## Text to read

━━━━

The Role of Grammar in Building Your Personal Brand & Establishing Trust

Once you journey beyond the hallowed halls of educational wisdom, you may find yourself wondering what role grammar plays in your life? Does grammar affect your personal brand? Or even more abstract, does grammar even matter?

In an article titled “Word and Deed”, David Crystal wrote:

“Grammar is the structural foundation of our ability to express ourselves. The more we are aware of how it works, the more we can monitor the meaning and effectiveness of the way we and others use language. It can help foster precision, detect ambiguity, and exploit the richness of expression available in English. And it can help everyone – not only teachers of English, but teachers of anything, for all teaching is ultimately a matter of getting to grips with meaning.”

I want to highlight three aspects from the above passage: the need for self-expression, the importance of precision, and the realization that we can be teachers of anything.

━━━━

## Required work
[1] From the article on grammar and personal branding, extract the passage starting with "I want to highlight" and going on through "teachers of anything.".
[2] In the article on grammar and personal branding, what is the title of the David Crystal article that is quoted?
[3] Carry on the article about grammar and personal branding, starting after its final sentence.

## Data section
━━━━

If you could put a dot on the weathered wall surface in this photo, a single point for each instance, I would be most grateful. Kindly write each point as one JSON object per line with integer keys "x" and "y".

━━━━

## Task-by-task answers
[1]
I want to highlight three aspects from the above passage: the need for self-expression, the importance of precision, and the realization that we can be teachers of anything.

[2] "Word and Deed"

[3]
Establishing Your Personal Brand & Embracing Your Inner Educator

We often hear the phrase ‘personal brand’ bandied about, but its meaning can be ambiguous at best. Is your personal brand the face you show to the world? Or the posts you share on social media? Is it the way you dress or the stances you take?

Or, perhaps, it is some unique combination of the above. I would posit that your personal brand is – metaphorically speaking – who you are as a teacher. Are you strict and disciplined, or eclectic and creative? Is your expertise in coding or graphic design? In short, your personal brand can be summed up as the impressions you leave, the knowledge you share, and the impact you have on the world.

We all remember those teachers who changed the way we think. That one English teacher who was an expert in Shakespeare but would dive into abstract tangents around string theory. The Science teacher who banned red pens from the classroom and never went anywhere without a mustard-colored scarf tossed over her shoulder, but who encouraged creative thinking and lively class discussions.

It is this type of vivid impression, this lasting footprint, that is your personal brand. At best, it should never be one-dimensional but varied and complex – and it should highlight your expertise and ability to have an impact that no one else could.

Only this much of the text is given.